- Passage provided
....................
"Boycotting academics is boycotting knowledge and debate, and it is often
boycotting criticism as well as support, and does absolutely no good at
all..."
And yet, on the other hand.... We have actually been circulated with a
number of petitions/requests by those Palestinian Universities that feel
that boycotting Israeli cultural and academic links does have a definite
impact, a la Apartheid.
Those of you who took part in the anti-Apartheid boycott will remember
(forgive me David) the suggestions of inter alia Margaret Thatcher that
'constructive engagement' was the best way to encourage those naughty old
white South Africans to change their ways.. it wasn't until after the fall
of Apartheid that it was more generally admitted by South African
politicians that the boycott had made the South African economy
unsustainable (as was widely declared in a number of South African papers at
the time), particularly after Barclays Bank was forced to disinvest.
The situation as regards Israel is very different, although the Apartheid
tendencies there show a lot of similarities. The Israeli state can afford to
declare its outright defiance of international opinion because it is
basically kept afloat on a sea of US dollars; the US regime, in the throes
of Empire and saturated by the die-hard Zionist tendencies of the US right
and the evangelical christian movement as a whole, is not about to turn off
the tap and it may well be a long time before it does so.
Nobody is pretending that a boycott of Israeli Universities and academics is
going to have the slightest effect economically; but the boycott of
Apartheid South Africa wasn't simply an economic boycott - even in the
middle of that boycott, refusing to let English cricket teams tour there or
black South African musicians tour here seemed a bit extreme.
....................
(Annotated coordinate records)
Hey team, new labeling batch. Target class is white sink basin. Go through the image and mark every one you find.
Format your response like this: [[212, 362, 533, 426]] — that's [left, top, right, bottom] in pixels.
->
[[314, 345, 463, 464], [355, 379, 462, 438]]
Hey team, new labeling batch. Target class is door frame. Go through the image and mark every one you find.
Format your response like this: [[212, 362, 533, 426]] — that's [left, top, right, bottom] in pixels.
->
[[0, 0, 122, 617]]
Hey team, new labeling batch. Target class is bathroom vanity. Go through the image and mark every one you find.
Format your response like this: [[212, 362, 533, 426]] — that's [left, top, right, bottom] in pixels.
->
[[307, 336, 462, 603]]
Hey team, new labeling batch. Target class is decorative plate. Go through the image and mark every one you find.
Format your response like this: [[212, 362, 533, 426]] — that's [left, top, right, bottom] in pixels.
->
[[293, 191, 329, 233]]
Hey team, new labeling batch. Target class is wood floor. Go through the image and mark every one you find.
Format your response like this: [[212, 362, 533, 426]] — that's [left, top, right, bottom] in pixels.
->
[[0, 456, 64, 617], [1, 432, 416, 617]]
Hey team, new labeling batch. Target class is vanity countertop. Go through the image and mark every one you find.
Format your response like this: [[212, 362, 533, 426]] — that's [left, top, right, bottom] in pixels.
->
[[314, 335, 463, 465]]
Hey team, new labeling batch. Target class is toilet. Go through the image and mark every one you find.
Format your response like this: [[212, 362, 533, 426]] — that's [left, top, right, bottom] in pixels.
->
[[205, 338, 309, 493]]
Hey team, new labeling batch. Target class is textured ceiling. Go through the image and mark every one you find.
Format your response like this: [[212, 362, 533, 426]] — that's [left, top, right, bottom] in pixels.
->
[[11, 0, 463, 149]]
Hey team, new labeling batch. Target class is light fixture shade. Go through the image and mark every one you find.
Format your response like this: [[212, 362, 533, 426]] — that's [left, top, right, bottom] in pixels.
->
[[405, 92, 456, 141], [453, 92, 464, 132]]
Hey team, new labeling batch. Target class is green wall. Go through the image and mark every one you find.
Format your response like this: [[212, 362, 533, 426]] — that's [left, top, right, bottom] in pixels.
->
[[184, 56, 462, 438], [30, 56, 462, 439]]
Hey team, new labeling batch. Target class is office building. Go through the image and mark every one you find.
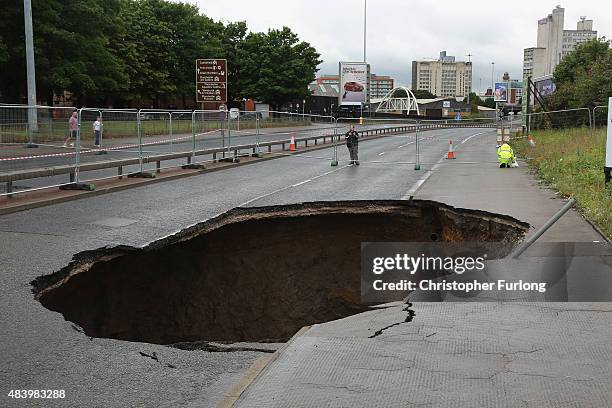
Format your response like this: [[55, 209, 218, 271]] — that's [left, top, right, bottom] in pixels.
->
[[523, 6, 597, 79], [412, 51, 472, 97], [315, 74, 395, 99]]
....................
- Exercise requirements
a – Copy the part of the post on academic boycotts that opens with the words containing "Nobody is pretending" and closes with "a bit extreme.".
b – In the post on academic boycotts, which bank is said to have been forced to disinvest from South Africa?
c – Pick up the post on academic boycotts from its final sentence and continue it.

- Results of the tasks
a –
Nobody is pretending that a boycott of Israeli Universities and academics is
going to have the slightest effect economically; but the boycott of
Apartheid South Africa wasn't simply an economic boycott - even in the
middle of that boycott, refusing to let English cricket teams tour there or
black South African musicians tour here seemed a bit extreme.

b – Barclays Bank.

c –
Similarly any boycott of Israel isn't merely economic, and neither is the
non-economic component of that boycott irrelevant; if we believe in
fundamental academic freedoms, how can we support and sustain the idea that
Israel has a racially-orientated two-tier higher education system in which
one race is severely materially disadvantaged as deliberate policy, not to
mention has to try and undertake its education at the very real risk of
being shot or shelled by the IDF?
Everybody is aware that there are large numbers of Israelis academics who
abhor what is going on in their country; we would all be wounded by the fact
that those voices would no longer have the same contact and expression as
before. But those voices are not the voices of power in Israel, and for
every Israeli academic who is sympathetic to the Palestinian cause there are
others, maybe the majority, who support what Ariel Sharon does and have no
truck with the peaceniks.
A boycott is the weapon of the weak and those who support the weak, in the
same way that passive resistance was for Gandhian nationalists against the
power of empire, or conscientious objection was for the small groups in the
UK opposing the First World War in the UK. Because it is a weapon of
weakness does not, however, mean that it won't work or, even if it doesn't
work, that it shouldn't be tried.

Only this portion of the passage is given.